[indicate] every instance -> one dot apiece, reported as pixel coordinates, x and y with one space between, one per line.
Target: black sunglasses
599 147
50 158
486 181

TASK TO CARRY OUT
Please repeat each of these items exactly as it appears.

FINISHED ANSWER
[indicate] every instance -> one dot apiece, reported as pixel coordinates, x and y with one space between, one per line.
Target: black sunglasses
599 147
50 158
486 181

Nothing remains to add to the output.